Segmentation dataset records:
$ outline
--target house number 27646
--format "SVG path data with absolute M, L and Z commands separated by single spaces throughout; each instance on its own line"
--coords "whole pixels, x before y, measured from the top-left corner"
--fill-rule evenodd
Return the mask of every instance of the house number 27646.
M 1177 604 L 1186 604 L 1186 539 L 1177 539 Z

--

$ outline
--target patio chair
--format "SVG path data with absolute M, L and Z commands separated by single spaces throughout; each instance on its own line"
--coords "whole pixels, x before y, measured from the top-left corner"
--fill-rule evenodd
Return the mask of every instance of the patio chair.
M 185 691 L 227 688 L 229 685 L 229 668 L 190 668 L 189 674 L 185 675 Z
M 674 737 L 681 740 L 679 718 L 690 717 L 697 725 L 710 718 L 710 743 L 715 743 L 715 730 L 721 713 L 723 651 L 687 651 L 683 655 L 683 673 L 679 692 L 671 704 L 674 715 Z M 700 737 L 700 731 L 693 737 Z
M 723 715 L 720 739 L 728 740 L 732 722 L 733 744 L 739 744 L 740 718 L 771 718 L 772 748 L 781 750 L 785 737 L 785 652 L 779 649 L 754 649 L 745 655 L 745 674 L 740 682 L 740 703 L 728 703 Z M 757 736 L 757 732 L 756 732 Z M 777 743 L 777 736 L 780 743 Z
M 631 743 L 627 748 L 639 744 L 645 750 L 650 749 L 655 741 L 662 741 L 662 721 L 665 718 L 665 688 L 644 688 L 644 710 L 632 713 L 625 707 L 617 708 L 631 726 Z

**GIVEN TASK:**
List each line in the items above that contains the word "mask".

**ANSWER TO THIS PROBLEM:**
Return the mask of every instance of the house number 27646.
Return the mask of every instance of the patio chair.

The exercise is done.